(Listing for bounding box labeling)
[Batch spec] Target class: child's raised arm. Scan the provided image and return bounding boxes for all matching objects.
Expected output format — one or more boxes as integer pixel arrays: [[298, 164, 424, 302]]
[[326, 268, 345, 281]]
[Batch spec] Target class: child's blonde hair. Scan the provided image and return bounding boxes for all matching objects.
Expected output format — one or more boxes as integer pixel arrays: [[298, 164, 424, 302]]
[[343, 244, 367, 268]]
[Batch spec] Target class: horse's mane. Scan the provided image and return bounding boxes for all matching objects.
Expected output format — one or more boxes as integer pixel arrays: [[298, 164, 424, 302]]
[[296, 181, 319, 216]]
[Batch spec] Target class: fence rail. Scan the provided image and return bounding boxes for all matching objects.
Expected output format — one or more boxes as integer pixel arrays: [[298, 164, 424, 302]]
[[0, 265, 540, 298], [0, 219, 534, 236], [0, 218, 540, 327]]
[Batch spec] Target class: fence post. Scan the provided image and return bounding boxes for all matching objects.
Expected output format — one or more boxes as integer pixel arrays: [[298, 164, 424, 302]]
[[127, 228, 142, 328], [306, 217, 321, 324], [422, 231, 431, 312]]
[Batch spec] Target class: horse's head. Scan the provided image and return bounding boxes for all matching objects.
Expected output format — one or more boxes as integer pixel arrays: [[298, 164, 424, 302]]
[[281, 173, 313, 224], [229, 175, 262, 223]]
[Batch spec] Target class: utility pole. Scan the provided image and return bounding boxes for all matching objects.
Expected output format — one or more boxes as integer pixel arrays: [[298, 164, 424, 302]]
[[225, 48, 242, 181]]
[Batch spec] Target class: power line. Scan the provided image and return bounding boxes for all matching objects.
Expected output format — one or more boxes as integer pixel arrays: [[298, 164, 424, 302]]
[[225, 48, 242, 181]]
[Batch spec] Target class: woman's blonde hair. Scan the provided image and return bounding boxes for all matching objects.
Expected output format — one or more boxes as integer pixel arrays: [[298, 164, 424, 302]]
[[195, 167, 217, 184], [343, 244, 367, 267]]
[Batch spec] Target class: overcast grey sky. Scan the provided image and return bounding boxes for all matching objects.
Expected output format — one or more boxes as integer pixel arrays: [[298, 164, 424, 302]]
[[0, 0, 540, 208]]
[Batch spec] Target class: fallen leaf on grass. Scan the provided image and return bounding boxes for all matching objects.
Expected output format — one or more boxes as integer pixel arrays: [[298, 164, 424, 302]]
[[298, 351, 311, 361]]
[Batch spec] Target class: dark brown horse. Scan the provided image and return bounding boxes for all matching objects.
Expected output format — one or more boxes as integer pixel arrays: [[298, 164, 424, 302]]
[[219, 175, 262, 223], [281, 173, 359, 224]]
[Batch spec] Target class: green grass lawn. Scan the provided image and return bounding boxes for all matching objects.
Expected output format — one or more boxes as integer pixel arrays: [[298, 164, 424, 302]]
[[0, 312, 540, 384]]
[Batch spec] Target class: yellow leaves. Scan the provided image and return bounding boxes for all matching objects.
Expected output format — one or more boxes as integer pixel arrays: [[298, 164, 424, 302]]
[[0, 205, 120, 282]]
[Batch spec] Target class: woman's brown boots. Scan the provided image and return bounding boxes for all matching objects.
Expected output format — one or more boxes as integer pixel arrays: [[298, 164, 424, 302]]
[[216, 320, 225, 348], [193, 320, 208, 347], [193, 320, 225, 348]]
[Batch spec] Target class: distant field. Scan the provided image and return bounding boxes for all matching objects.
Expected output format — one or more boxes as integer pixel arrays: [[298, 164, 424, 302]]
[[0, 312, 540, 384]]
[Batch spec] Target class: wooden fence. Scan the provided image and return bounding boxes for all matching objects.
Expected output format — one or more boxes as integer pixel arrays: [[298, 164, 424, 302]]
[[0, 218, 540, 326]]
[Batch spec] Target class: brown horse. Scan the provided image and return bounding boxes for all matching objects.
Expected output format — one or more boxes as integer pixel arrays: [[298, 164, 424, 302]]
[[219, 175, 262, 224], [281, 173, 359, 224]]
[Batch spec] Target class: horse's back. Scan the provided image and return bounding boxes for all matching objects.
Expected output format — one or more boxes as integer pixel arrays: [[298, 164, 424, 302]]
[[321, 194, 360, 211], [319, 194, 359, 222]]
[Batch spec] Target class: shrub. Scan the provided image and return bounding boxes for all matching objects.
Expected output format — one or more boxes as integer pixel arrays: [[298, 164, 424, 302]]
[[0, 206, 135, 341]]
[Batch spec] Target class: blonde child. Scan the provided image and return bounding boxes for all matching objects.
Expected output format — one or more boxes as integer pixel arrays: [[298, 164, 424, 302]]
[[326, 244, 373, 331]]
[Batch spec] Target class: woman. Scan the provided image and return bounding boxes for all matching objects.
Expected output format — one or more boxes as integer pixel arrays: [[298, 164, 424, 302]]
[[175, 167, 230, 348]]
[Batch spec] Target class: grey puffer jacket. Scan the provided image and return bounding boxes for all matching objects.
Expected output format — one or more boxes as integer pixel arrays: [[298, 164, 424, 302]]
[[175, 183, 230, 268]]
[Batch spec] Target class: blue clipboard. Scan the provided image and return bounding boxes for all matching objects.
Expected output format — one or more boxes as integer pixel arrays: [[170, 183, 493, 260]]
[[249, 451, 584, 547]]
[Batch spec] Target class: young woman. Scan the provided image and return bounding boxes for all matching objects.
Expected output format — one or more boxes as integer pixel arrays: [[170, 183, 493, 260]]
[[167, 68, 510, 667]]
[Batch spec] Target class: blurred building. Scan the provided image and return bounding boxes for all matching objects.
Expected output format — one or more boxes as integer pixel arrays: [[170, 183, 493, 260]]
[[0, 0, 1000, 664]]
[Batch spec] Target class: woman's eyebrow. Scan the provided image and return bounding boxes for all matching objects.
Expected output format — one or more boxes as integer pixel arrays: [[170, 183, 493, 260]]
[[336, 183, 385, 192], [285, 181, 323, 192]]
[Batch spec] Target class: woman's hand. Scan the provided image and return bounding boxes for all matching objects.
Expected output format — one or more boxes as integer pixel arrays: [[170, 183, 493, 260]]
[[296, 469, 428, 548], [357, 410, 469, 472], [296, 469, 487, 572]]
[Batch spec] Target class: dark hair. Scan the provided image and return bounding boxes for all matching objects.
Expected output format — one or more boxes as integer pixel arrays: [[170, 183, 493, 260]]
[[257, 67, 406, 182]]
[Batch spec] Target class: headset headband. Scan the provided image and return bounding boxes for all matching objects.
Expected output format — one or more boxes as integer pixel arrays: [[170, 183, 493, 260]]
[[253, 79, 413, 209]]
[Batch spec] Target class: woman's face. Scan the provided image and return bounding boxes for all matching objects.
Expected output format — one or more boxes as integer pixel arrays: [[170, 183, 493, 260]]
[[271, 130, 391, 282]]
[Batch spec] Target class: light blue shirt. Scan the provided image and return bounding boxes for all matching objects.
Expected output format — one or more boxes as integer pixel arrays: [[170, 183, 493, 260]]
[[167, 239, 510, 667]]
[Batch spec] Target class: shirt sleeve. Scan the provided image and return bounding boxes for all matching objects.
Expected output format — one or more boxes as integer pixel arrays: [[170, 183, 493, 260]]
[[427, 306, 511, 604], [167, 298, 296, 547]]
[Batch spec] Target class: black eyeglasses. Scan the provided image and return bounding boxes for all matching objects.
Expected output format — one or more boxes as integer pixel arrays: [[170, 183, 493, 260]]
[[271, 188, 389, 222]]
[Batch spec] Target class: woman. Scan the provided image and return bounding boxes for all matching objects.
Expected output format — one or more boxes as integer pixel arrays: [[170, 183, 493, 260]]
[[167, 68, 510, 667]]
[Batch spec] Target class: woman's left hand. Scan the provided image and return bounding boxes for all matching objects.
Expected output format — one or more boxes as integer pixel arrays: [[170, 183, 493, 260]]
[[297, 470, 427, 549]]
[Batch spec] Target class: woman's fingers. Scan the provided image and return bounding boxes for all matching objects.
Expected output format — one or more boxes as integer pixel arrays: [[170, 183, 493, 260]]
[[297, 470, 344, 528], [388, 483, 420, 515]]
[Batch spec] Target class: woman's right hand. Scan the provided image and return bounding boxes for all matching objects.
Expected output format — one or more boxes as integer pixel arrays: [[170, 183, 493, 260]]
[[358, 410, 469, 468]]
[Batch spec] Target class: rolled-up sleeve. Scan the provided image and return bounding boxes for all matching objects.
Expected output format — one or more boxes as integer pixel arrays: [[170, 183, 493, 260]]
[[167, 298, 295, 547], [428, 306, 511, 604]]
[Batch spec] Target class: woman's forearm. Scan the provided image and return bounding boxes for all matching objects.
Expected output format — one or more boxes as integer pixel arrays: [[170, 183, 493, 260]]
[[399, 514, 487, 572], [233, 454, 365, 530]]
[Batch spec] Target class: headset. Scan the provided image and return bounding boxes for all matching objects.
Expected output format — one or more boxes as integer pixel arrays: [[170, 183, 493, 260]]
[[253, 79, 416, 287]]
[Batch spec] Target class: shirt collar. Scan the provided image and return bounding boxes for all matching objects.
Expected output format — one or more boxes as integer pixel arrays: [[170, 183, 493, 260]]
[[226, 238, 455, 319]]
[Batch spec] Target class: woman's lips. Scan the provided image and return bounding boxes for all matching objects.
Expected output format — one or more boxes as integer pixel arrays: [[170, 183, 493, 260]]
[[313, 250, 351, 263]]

# TASK DIRECTIONS
Reproduce the listing above word for word, starting at its first line and continuing through the line that contains "[[326, 268, 345, 281]]".

# RESPONSE
[Batch spec] Target class: child's raised arm. Scan the provided image and return bounding boxes for all matching objects.
Expected output format — one or more boxes as integer pixel arrays: [[298, 164, 424, 302]]
[[326, 268, 345, 281]]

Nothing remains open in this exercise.